In der Reihe „Die Pflichtverteidigung“ ergreifen wir das Wort für
Personen, Tiere, Dinge oder Gewohnheiten, die von vielen kritisiert und
abgelehnt werden. Dieser Artikel ist Teil von ZEIT am Wochenende, Ausgabe 26/2025.
Bevor wir uns hier
um die Gefahren aus dem Meer kümmern, senden wir Grüße an den bayerischen Brombachsee,
auch an die örtlichen Kräfte der Polizei. In einem sicherlich aufreibenden
Einsatz haben sie dort nämlich einen zwei Meter großen Wels erschossen, weil er
ein paar Badegäste angegriffen und anderweitig belästigt hat. Über seine Motive
ist bisher bestürzend wenig bekannt, aber wir hoffen, dass die Filmrechte
bereits verkauft sind und die Story bald ins Kino kommt, „Der Terror-Wels“, mit
Russell Crowe als innerlich zerrüttetem Ermittler, Cate Blanchett als fränkischer Seelandschaft und Timothée Chalamet als immerzu geheimnisvoll entrücktem Angler
wegen ein wenig jugendfreier Erotik. Und hinterher wird man an den Seeufern
dieser Welt ängstlich Ausschau nach Welsen halten, und niemand geht mehr baden.
Der Wels wäre der neue Hai, worüber der Hai vermutlich nicht besonders traurig
wäre. Er hätte vielleicht seit ziemlich genau 50 Jahren endlich einmal seine
Ruhe. Am 20. Juni 1975 kam Der Weiße Hai ins Kino, und hat seither den
Ruf von Haien schwer beschädigt, Dum-Dum, Dum-Dum und so weiter, und an all dem
ist Steven Spielberg schuld. Fortan waren Haie Fische, die Menschen angeblich
um ihr Stranderlebnis und ihre ozeanischen Gefühle betrügen, Urlauber also von
der zweifelhaften Absicht abhalten, am Meer ganz sie selbst zu sein.
Obwohl die
Kriminalstatistik dahingehend nichts Signifikantes über die Tiere sagt, ist der
Mensch fest entschlossen, den Hai als „Räuber der Meere“ zu betrachten und sie
auch gleich an Land zum Symbol fürs Heimtückische und Verschlagene zu machen.

__Aufgabe 1__
Kannst du den Abschnitt des Textes über den Hai von „Der Wels wäre“ bis einschließlich „Verschlagene zu machen.“ neu schreiben und dabei „Urlauber“ durch „Touristen“ ersetzen?
Der Text und die Einträge haben unterschiedliche Quellen.

(Extrahierte Einträge)
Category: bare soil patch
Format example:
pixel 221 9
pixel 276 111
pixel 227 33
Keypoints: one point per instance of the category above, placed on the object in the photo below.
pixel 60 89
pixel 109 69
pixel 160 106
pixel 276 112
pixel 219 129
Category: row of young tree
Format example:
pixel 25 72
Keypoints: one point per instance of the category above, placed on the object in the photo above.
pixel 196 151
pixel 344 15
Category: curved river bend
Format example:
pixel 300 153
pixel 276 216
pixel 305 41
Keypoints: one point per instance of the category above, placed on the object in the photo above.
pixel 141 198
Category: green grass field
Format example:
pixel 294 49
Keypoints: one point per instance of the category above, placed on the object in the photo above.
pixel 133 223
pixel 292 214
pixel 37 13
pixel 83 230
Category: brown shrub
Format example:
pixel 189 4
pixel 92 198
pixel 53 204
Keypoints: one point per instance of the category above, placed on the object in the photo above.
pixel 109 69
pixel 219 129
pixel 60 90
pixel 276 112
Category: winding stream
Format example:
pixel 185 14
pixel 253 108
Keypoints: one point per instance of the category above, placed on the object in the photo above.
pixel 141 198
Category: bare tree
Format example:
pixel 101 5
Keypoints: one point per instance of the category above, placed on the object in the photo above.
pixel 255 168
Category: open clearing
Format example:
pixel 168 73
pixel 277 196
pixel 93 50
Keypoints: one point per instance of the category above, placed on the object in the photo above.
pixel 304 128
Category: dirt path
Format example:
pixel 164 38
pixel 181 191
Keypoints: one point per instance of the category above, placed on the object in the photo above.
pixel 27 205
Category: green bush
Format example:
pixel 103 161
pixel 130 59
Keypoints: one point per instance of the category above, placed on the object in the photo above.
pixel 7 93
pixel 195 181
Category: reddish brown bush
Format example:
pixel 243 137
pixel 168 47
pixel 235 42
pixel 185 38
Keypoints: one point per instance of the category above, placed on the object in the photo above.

__Aufgabe 2__
Kannst du die Einträge von der Zeile mit „Category: dirt path“ bis einschließlich ihrer letzten Zeile unverändert wiedergeben?

__Schriftliche Lösung 1__
Der Wels wäre der neue Hai, worüber der Hai vermutlich nicht besonders traurig
wäre. Er hätte vielleicht seit ziemlich genau 50 Jahren endlich einmal seine
Ruhe. Am 20. Juni 1975 kam Der Weiße Hai ins Kino, und hat seither den
Ruf von Haien schwer beschädigt, Dum-Dum, Dum-Dum und so weiter, und an all dem
ist Steven Spielberg schuld. Fortan waren Haie Fische, die Menschen angeblich
um ihr Stranderlebnis und ihre ozeanischen Gefühle betrügen, Touristen also von
der zweifelhaften Absicht abhalten, am Meer ganz sie selbst zu sein.
Obwohl die
Kriminalstatistik dahingehend nichts Signifikantes über die Tiere sagt, ist der
Mensch fest entschlossen, den Hai als „Räuber der Meere“ zu betrachten und sie
auch gleich an Land zum Symbol fürs Heimtückische und Verschlagene zu machen.

__Schriftliche Lösung 2__
Category: dirt path
Format example:
pixel 164 38
pixel 181 191
Keypoints: one point per instance of the category above, placed on the object in the photo above.
pixel 27 205
Category: green bush
Format example:
pixel 103 161
pixel 130 59
Keypoints: one point per instance of the category above, placed on the object in the photo above.
pixel 7 93
pixel 195 181
Category: reddish brown bush
Format example:
pixel 243 137
pixel 168 47
pixel 235 42
pixel 185 38
Keypoints: one point per instance of the category above, placed on the object in the photo above.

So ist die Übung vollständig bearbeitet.